**Problem statement:** Pictures are to be left out, and only the lines from the one containing "Put a dot on each instance of the crown" through the last line of the data are to be returned exactly.

**Input material:**
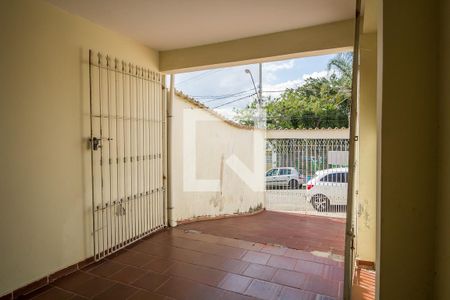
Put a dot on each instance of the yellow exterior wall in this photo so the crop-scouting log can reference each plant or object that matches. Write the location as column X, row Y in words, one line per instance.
column 215, row 142
column 442, row 284
column 321, row 39
column 45, row 174
column 367, row 150
column 408, row 165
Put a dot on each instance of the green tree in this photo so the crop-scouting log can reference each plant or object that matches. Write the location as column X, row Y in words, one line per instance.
column 318, row 103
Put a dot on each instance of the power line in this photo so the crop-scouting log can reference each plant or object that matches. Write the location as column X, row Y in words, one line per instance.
column 214, row 97
column 235, row 100
column 199, row 76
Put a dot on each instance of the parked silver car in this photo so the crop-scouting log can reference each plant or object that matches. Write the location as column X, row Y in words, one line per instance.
column 284, row 178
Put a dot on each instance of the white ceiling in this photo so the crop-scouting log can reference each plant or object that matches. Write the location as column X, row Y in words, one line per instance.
column 172, row 24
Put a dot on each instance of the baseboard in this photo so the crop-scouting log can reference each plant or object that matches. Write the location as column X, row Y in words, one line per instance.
column 365, row 264
column 211, row 218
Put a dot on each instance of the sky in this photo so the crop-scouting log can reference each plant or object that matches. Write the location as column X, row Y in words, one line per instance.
column 224, row 89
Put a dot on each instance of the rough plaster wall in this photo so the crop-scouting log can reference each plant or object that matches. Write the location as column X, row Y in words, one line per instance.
column 44, row 173
column 216, row 141
column 442, row 286
column 408, row 149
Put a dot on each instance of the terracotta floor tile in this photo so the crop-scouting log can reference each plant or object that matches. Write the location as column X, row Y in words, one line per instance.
column 256, row 257
column 182, row 289
column 150, row 281
column 197, row 273
column 128, row 275
column 227, row 295
column 263, row 289
column 106, row 268
column 290, row 278
column 222, row 263
column 288, row 293
column 158, row 265
column 268, row 227
column 72, row 281
column 145, row 295
column 275, row 250
column 235, row 283
column 222, row 250
column 117, row 291
column 53, row 293
column 260, row 272
column 282, row 262
column 133, row 258
column 183, row 255
column 93, row 287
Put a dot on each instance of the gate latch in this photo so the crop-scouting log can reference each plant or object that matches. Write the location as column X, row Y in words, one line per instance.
column 95, row 143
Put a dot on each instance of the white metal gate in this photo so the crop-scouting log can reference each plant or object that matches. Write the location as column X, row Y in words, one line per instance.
column 128, row 161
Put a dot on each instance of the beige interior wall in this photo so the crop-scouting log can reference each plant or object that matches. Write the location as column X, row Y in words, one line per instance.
column 316, row 40
column 408, row 165
column 215, row 141
column 44, row 172
column 367, row 126
column 442, row 284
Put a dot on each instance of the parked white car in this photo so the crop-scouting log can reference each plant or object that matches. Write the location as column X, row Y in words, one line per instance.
column 284, row 178
column 328, row 187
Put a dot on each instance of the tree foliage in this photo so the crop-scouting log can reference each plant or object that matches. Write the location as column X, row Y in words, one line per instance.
column 318, row 103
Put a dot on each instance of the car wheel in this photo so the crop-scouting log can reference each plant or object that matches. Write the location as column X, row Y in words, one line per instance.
column 293, row 184
column 320, row 202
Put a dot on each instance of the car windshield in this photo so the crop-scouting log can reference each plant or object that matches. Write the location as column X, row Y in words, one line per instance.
column 272, row 172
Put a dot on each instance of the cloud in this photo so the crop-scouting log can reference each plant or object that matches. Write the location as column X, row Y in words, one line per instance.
column 276, row 66
column 227, row 112
column 319, row 74
column 275, row 90
column 269, row 69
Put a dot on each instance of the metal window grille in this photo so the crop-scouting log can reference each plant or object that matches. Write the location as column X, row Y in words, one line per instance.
column 127, row 143
column 307, row 175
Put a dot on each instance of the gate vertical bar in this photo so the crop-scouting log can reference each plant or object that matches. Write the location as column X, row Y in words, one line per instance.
column 349, row 236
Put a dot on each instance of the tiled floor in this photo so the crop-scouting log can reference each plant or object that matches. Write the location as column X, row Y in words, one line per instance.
column 364, row 285
column 185, row 264
column 310, row 233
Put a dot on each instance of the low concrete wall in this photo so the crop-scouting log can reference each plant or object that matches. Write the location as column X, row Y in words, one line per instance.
column 216, row 169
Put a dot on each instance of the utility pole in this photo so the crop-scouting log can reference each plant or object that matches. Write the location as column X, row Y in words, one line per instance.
column 260, row 84
column 260, row 119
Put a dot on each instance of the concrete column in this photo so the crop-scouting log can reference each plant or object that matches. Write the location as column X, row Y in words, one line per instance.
column 367, row 125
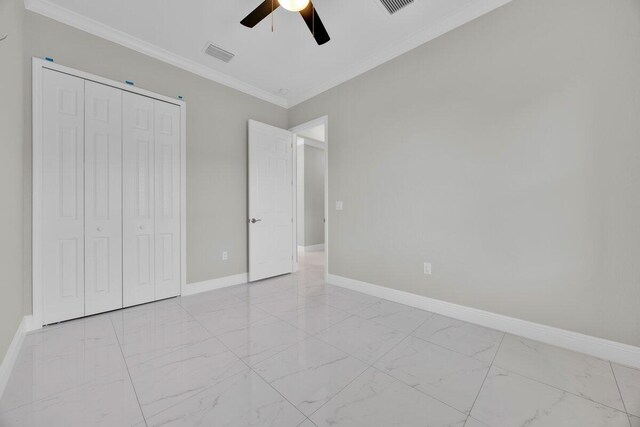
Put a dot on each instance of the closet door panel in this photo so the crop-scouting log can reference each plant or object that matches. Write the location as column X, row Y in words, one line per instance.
column 167, row 206
column 103, row 198
column 62, row 197
column 138, row 199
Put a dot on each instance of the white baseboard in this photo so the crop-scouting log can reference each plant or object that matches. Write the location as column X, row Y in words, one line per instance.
column 312, row 248
column 610, row 350
column 213, row 284
column 12, row 353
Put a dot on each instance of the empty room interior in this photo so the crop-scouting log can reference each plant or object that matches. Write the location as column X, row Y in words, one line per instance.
column 320, row 213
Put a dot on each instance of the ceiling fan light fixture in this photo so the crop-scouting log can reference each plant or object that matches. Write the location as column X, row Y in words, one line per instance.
column 294, row 5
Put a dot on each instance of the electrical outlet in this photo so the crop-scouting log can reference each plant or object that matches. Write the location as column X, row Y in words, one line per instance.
column 427, row 268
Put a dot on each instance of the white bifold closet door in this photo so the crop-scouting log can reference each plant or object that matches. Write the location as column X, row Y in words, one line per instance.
column 110, row 193
column 167, row 199
column 103, row 198
column 62, row 196
column 151, row 199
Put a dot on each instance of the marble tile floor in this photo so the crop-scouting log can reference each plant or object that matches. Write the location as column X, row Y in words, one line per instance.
column 294, row 351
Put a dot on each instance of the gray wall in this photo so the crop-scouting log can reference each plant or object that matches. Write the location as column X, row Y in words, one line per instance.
column 506, row 153
column 11, row 141
column 314, row 169
column 216, row 139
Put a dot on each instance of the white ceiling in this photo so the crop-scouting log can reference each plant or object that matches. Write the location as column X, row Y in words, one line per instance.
column 363, row 35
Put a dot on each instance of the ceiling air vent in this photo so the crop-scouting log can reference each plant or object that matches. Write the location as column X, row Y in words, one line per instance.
column 218, row 53
column 393, row 6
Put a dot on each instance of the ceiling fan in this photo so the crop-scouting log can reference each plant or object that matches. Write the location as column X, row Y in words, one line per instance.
column 304, row 7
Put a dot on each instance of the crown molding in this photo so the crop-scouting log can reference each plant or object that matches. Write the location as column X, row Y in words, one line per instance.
column 81, row 22
column 467, row 14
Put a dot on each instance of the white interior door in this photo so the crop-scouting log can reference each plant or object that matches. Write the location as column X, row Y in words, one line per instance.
column 103, row 198
column 167, row 199
column 62, row 196
column 270, row 201
column 138, row 202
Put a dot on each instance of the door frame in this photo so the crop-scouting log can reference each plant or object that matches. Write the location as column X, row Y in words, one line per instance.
column 38, row 67
column 324, row 120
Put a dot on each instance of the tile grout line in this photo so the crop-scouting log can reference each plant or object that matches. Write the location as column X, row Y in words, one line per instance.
column 624, row 405
column 370, row 366
column 409, row 385
column 511, row 371
column 250, row 368
column 124, row 359
column 485, row 377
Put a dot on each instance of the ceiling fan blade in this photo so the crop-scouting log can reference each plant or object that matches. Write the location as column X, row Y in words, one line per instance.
column 315, row 25
column 260, row 12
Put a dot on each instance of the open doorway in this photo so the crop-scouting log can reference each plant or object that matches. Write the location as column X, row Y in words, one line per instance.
column 311, row 193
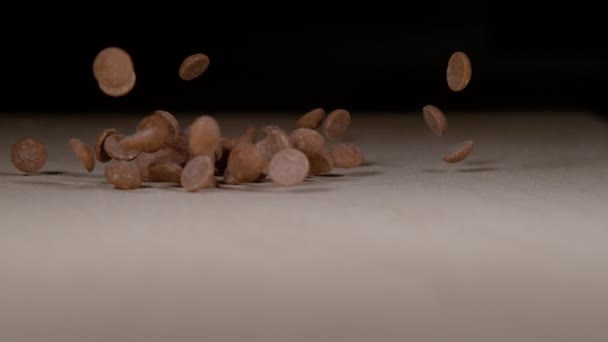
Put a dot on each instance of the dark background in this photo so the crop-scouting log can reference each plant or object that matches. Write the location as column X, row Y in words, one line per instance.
column 362, row 57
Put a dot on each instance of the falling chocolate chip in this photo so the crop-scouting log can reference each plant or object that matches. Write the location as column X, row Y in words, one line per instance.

**Task response:**
Put a dot on each instance of the crown molding in this photo so the crop-scouting log can reference each plant or object that matches. Write the location as column X, row Y in words, one line per instance.
column 81, row 22
column 467, row 14
Put a dot on each instance of the white interior door in this photo so the crop-scouting log can reference each plant or object that matches. Write the location as column X, row Y in words, one line per instance.
column 103, row 198
column 167, row 199
column 62, row 196
column 270, row 201
column 138, row 202
Put a dot on each instance of the door frame in this photo so the crop-scouting log can reference each plant or object that matches. Write the location as column X, row Y in words, one line per instance.
column 38, row 67
column 324, row 120
Put a dot on each instance of the tile grout line in this photo so the crop-scouting log can reference each plant or object that matches. Write the location as column X, row Y in words, one line per instance.
column 624, row 405
column 370, row 366
column 409, row 385
column 511, row 371
column 250, row 368
column 124, row 359
column 485, row 377
Put a dot on each instance of the ceiling fan blade in this photo so the crop-scouting log can reference each plant or object that matches. Write the location as column X, row Y in words, one line per instance.
column 315, row 25
column 260, row 12
Put a dot on each instance of the open doorway in this photo so the crop-scouting log can reference each plant or object that matches. Write the location as column X, row Y in words, one line per instance.
column 311, row 193
Put a dot on each instance of the dark background in this photo so the crop-scouting log can reference each plant or object that matches. Write the location as column X, row Y in words, one line per instance.
column 362, row 57
Put a dot on each instance of the falling chocolate chip in this photo so the crop-scouting log can reference each plant or object that matches. Write the location as column X, row Y in words, one line per instance.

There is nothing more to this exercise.